**PROBLEM TO WORK ON**
Copy the items below word for word, beginning with the line that contains "Please spot the building" and continuing through the last line of the items.

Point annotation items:

* * * *

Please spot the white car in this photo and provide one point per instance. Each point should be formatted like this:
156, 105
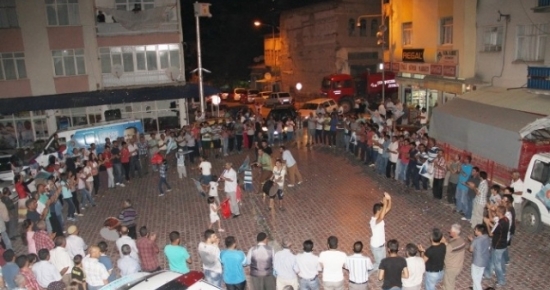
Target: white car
311, 107
161, 280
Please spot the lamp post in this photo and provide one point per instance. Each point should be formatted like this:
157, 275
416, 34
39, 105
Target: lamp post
258, 24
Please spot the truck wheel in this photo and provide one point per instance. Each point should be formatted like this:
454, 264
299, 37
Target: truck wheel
346, 104
530, 219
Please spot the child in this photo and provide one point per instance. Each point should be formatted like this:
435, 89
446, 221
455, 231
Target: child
162, 177
78, 277
182, 171
214, 217
213, 189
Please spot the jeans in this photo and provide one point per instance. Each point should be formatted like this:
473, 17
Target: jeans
307, 284
162, 181
431, 279
117, 170
460, 195
477, 275
497, 264
213, 278
378, 253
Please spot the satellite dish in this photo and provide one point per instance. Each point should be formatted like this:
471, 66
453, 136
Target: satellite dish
117, 70
173, 73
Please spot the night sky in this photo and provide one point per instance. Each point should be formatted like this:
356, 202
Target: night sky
230, 41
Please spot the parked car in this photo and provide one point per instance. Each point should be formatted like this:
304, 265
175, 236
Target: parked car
238, 93
311, 106
165, 280
279, 98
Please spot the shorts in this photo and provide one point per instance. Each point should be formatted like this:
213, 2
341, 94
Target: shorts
206, 144
217, 144
205, 179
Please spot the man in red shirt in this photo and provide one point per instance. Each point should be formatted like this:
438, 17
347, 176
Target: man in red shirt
148, 251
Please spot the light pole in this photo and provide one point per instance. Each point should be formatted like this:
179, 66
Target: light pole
258, 24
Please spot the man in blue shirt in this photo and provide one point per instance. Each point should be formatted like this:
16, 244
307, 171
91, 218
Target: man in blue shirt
177, 256
233, 263
461, 187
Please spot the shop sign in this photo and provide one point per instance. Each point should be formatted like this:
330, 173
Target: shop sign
413, 55
447, 57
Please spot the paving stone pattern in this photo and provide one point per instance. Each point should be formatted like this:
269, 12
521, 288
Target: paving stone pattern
335, 199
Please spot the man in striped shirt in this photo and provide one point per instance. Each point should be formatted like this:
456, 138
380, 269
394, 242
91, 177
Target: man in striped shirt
358, 266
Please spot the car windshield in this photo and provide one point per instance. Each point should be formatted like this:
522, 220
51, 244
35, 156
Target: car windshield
310, 106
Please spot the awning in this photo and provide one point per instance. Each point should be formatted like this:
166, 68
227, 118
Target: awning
104, 97
515, 99
537, 130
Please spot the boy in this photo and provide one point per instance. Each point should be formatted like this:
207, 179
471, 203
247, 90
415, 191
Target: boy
78, 277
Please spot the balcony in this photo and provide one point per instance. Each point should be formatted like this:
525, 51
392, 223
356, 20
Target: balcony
538, 78
543, 6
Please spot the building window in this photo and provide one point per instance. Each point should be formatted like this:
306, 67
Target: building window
446, 31
12, 66
492, 38
8, 15
62, 12
69, 62
531, 41
130, 5
407, 34
140, 58
363, 27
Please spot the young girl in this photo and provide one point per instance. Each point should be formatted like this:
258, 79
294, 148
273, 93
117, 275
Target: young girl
214, 217
27, 236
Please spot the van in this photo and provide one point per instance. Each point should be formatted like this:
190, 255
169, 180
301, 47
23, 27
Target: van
536, 194
84, 136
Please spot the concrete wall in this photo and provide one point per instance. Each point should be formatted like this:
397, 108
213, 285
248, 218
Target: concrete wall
501, 68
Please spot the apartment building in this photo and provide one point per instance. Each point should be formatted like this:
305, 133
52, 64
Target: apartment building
66, 63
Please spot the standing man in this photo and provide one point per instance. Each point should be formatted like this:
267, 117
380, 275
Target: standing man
393, 268
260, 259
210, 257
454, 257
480, 248
176, 255
358, 266
291, 166
308, 268
434, 257
148, 250
377, 226
332, 261
284, 264
233, 263
440, 170
229, 176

* * * *

**ANSWER BELOW**
Please spot the building window in this photo and provide one point per instance. Each point should be formatted like this:
306, 67
Target: building window
446, 31
12, 66
492, 38
8, 15
62, 12
69, 62
531, 41
130, 5
407, 34
140, 58
363, 27
Please spot the young girl in this photo and provide one point per instance. Each point should be formatted like this:
258, 79
294, 148
273, 93
117, 275
Target: young girl
214, 217
27, 236
Please spot the van in this photo and provide one point per instance. Each point should be formatted like this:
190, 255
169, 180
301, 47
23, 27
Target: van
536, 194
84, 136
Please spot the concrete wall in this photo and provide one point per instance. Each point should be formatted like this:
397, 108
213, 285
248, 218
Target: concrete wall
501, 68
Please spot the apartment building in this photo and provide one point per instance. Each point should be formatted like this:
305, 133
52, 64
Target: apartment building
66, 63
Please spot the standing man in this photo and provide one point per instance. Each point should be formatted like this:
267, 117
380, 275
Target: standing man
393, 268
260, 259
210, 257
454, 257
480, 248
176, 255
358, 266
291, 166
308, 268
434, 257
148, 250
377, 226
332, 261
284, 264
233, 263
440, 170
229, 176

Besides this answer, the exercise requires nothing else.